## Page
********
The California Wine Grape rose from those ashes just in time to be side swiped by the Volstead Act of 1920 that ushered in thirteen years of prohibition. A few wineries survived by producing sacramental wines, and a loophole in the Act permitting home wine-making allowed some wine growers to survive by selling to that market. But huge amounts of premium wine plants were pulled out and more than two-thirds of California’s wineries closed.
The introduction of wine as a part of ceremony dates back to early times. In Greco-Roman legend, the god Dionysus is identified with bringing the art of wine making westward from lands east of Persia. Biblical scholars who name Noah as the first cultivator of wine grapes describe him as settling down after the flood to become the first wine maker.
Molecular archeology is an emerging field that applies the precision tools of micro chemical analysis to the study of prehistoric artifacts. Scrapings of residue from pots can identify key ingredients that once were stored inside them, even if only a few micrograms of material remain. The jumble of ancient remains can be sorted out to reveal hidden patterns of wine usage and distinctive variations in wine composition never before suspected. The first wines, molecular archeologists believe, were made at least 7,000 years ago in the Caucasus, perhaps in the shadow of Mount Ararat, where Noah’s ark supposedly came to rest.
We’re a long way from the sacred wine trails of old, but sacramental wine is still an important segment of the California wine industry, and wine in general can be a passion of our spirituality, whatever form that takes.
********
## Requirements
Rewrite the part of the wine history passage starting at "Molecular archeology is" and ending at "form that takes.", using "milligrams" in place of "micrograms". The records after this passage play no part in the work.

## Extracted material
********
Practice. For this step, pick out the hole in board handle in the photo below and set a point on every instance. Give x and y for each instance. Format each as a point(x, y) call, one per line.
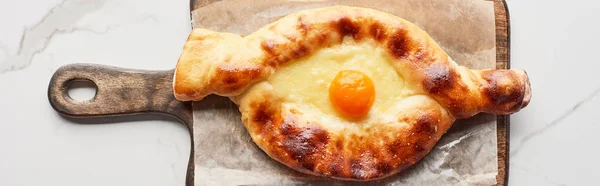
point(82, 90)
********
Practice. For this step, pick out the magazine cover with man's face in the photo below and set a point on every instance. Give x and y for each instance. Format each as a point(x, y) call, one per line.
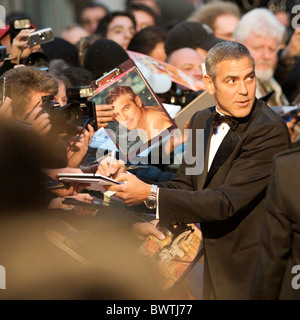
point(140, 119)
********
## Correct answer
Molecular archeology is an emerging field that applies the precision tools of micro chemical analysis to the study of prehistoric artifacts. Scrapings of residue from pots can identify key ingredients that once were stored inside them, even if only a few milligrams of material remain. The jumble of ancient remains can be sorted out to reveal hidden patterns of wine usage and distinctive variations in wine composition never before suspected. The first wines, molecular archeologists believe, were made at least 7,000 years ago in the Caucasus, perhaps in the shadow of Mount Ararat, where Noah’s ark supposedly came to rest.
We’re a long way from the sacred wine trails of old, but sacramental wine is still an important segment of the California wine industry, and wine in general can be a passion of our spirituality, whatever form that takes.